20. MINDING THE GAP
A documentary rife with all the euphoria and turmoil (and every emotion in between) of day-to-day life via three young male skateboarders in Rockford, Illinois; one of them is director Bing Liu, whose editing and cinematography are both exceptional for a film of this scale and budget. Building to a powerful finale without calculation, this could serve as a definitive portrait of its time and place in the decades ahead.
19. STAYING VERTICAL
A drifter stumbles into a variety of not-so-pithy (and sometimes life-altering) situations, among them cruising, fatherhood, screenwriting and holistic medicine. Destitution, sheepherding and loud, vintage progressive rock also play into it, along with a birth, a death and a whole lot of sex (after those three things, what more could one want?) Like an Antonioni film scripted by Hal Hartley, it’s quirky for sure, but also hypnotic and transformative.
18. ROMA
Concerning a middle class family in early ’70s Mexico City as filtered through the perspective of its maid, Cleo, this draws heavily from director Alfonso Cuaron’s own life. Although individual scenes register as slice-of-life vignettes, their order and procession is key, for they lead towards something both heartbreaking and life-affirming. When Cleo says to a co-worker and friend, “I have so much to tell you,” it could be Cuaron’s own epitaph.
17. MOONLIGHT
In following three life stages (child, teen and adult) of a black man from a rough Miami neighborhood, Moonlight could have easily succumbed to its potentially gimmicky structure or turned out an Issue Picture about how an outsider never truly escapes his confining environment. Instead, the end result is uncommonly lyrical in its fluid pace (and camera movement), often gorgeous imagery and narrative/structural leaps—not to mention the rare intimacy it also achieves.
16. DRIVE
We go to movies for the seductive thrill of entering a world that, no matter how relatable, exists apart from reality; Drive not only does this but proudly, blatantly references other films to a degree that would shame even Quentin Tarantino. And yet, it never seems derivative or empty because it’s so gleefully, compellingly drunk on its own allure, crafting a Los Angeles tableau full of gripping chase sequences, brutal (but rarely gratuitous) violence and magnetic, minimalist cool.

Problems to solve >>
1. Name every film title in the ranked film list.
2. Write the next part of the ranked film list, picking up after its last sentence.
The stored entries that come next are separate material, not part of the film list.

[Stored entries]
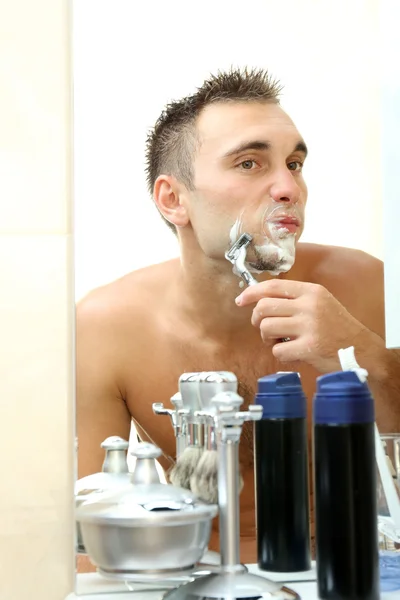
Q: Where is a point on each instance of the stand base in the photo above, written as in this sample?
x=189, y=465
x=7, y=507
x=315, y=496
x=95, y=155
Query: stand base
x=231, y=586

Answer section >>
1. Minding the Gap, Staying Vertical, Roma, Moonlight, Drive

2.
15. PORTRAIT OF A LADY ON FIRE
Celine Sciamma’s exquisite 18th century romance gains so much from the barest essentials, deploying all of its accoutrements sparingly, letting the connection between its two leads develop organically so that when it reaches a crescendo in the astonishing feast scene midway through, one can’t help but be fully engaged in their fate. One feels and absorbs the mad rush of emotions practically emanating from the screen that culminates in a simple but profound final shot.
14. THE ACT OF KILLING / THE LOOK OF SILENCE
This two-pronged examination of Indonesia’s 1965 genocide of over two million Communist citizens focuses on the perpetrators (The Act of Killing) and their victims (The Look of Silence). The first film’s somewhat more effective as cinema, swerving fluidly between riotous absurdity and appalling horror as these men are asked to recreate the various ways in which they committed their acts. However, the second film is nearly as essential in its attempt to start a necessary dialogue about something that’s still verboten in this culture.
13. KUMIKO, THE TREASURE HUNTER
Built around a reference to Fargo (the movie, not the TV series), this wondrous mash-up of David Lynch and Jim Jarmusch traverses from Tokyo to Minnesota and features a singularly odd protagonist who has a noodle-eating pet rabbit named Bunzo. Rinko Kikuchi, best known for Babel and The Brothers Bloom, brilliantly portrays the stubbornly insular misfit while filmmaking team the Zellner Brothers survey a structure that allows for both rigid symmetry and inspired surrealism.
12. HOLY MOTORS
Mr. Oscar (Denis Lavant) mysteriously travels in his stretch limo around Paris to a series of appointments where he slips from one role to the next, ranging from a heavily-costumed actor on a motion-capture soundstage to a foul, gibberish-sprouting sewer creature. Writer/director Leos Carax offers no explanation or rationale for why Mr. Oscar is hired to do what he does, only exploring to absurd heights what it means to inhabit a role and assume an identity.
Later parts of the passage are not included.